**WHAT THE EXERCISE ASKS:**
Copy out, word for word, the lines of the data below from the line containing "the white fur" through the end of the data, both inclusive.

>>>>>

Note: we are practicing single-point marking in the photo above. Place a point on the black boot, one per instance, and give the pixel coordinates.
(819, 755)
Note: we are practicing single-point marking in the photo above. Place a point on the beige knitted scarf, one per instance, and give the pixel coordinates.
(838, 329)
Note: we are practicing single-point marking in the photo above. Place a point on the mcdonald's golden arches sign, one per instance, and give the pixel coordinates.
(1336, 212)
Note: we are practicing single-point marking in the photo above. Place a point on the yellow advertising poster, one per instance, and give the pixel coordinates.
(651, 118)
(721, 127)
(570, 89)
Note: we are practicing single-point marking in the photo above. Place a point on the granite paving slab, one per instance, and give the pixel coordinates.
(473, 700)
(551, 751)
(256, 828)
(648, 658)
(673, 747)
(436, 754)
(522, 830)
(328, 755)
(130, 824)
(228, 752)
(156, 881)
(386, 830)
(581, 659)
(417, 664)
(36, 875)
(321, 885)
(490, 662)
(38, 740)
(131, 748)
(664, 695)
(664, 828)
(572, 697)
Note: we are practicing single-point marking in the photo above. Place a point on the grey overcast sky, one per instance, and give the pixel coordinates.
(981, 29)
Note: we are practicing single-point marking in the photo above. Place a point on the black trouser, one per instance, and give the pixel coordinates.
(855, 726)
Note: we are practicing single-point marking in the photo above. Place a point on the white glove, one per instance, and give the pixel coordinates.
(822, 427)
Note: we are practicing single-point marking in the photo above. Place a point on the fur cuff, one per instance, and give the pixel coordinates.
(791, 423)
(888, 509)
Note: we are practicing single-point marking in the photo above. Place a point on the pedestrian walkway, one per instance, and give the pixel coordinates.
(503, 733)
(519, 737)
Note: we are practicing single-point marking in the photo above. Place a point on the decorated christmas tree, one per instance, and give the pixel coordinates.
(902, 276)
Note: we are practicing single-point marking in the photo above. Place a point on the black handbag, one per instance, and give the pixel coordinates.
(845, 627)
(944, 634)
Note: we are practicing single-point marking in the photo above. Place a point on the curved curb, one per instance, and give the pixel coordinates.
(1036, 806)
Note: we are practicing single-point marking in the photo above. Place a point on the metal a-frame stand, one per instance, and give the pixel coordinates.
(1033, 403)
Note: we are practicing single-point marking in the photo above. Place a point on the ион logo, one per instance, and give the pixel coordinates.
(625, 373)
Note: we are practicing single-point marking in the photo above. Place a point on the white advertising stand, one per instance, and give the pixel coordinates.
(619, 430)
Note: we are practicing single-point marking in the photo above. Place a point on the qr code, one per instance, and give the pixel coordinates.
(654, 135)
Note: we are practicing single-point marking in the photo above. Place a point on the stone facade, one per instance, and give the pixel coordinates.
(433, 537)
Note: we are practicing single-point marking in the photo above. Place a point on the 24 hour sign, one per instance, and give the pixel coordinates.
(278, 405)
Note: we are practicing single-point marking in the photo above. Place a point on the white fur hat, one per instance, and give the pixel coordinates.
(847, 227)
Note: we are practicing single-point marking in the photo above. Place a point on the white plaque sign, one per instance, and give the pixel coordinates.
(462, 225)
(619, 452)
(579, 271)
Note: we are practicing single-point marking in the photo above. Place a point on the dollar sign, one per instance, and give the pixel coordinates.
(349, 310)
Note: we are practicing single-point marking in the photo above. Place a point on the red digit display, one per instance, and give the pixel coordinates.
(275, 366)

<<<<<

**EXERCISE RESULT:**
Note: we are practicing single-point marking in the photo above. Place a point on the white fur hat, one per instance, and give the pixel coordinates.
(847, 227)
Note: we are practicing single-point marking in the photo above. Place a point on the white plaque sign, one per instance, and give the pixel coordinates.
(462, 225)
(619, 452)
(579, 271)
Note: we are practicing single-point marking in the photo above. Place a point on the dollar sign, one per instance, and give the pixel coordinates.
(349, 310)
Note: we are practicing single-point marking in the photo above. Place a point on the red digit display, one per instance, and give the pixel coordinates.
(275, 366)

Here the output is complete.